__Task instructions__: Repeat word for word everything in the post about Bic lighters from "on the plus" down to "nice, what is?".

__Document excerpt__:
--- start ---

Monday, August 25, 2014

bic lighters

have i ever mentioned how much i hate the bic lighter child proof ring? last night i decided to get a new lighter ready for action and of course this meant removing the child resistant metal band. in the past i've had difficulty with this so i first went to you tube for directions. i watched a few of them just to make sure i was on the right track and sure enough, i fucked up the first lighter i tried to activate. there was one more left in the package so it took a lot of courage to try and remove the ring on the last little soldier. it took several tries but i was able to do it. lucky me. out of the package of 6 lighters, i'll bet i fucked up 3 of them. i made a vow last night to never again buy a bic lighter. (or swallow my pride and get sonny to deal with the safety ring.) how pathetic is that, asking your kid to deal with a child safety device.

on the plus side, i repaired a toilet. a certain member of our household broke the flush lever so it was off the hardware store. there was a large assortment of flush levers and i opted for the more expensive model with a chrome handle and metal bar thinking i'd win the respect of everyone involved but the son of a bitch wasn't a snug fit in the tank hole so i had to drive back to hardware store and exchange it. the dumb fuck who had the house before us had a crappy string attaching the old lever to valve on the bottom of the tank so i also bought a chain. after several adjustments to get the chain the proper length, the dirty job was done. a new flush lever; if that isn't nice, what is?

--- end ---

__Data__:
--- start ---

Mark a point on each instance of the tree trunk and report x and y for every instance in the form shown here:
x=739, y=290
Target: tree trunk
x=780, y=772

--- end ---

__Solution for this exercise__:
on the plus side, i repaired a toilet. a certain member of our household broke the flush lever so it was off the hardware store. there was a large assortment of flush levers and i opted for the more expensive model with a chrome handle and metal bar thinking i'd win the respect of everyone involved but the son of a bitch wasn't a snug fit in the tank hole so i had to drive back to hardware store and exchange it. the dumb fuck who had the house before us had a crappy string attaching the old lever to valve on the bottom of the tank so i also bought a chain. after several adjustments to get the chain the proper length, the dirty job was done. a new flush lever; if that isn't nice, what is?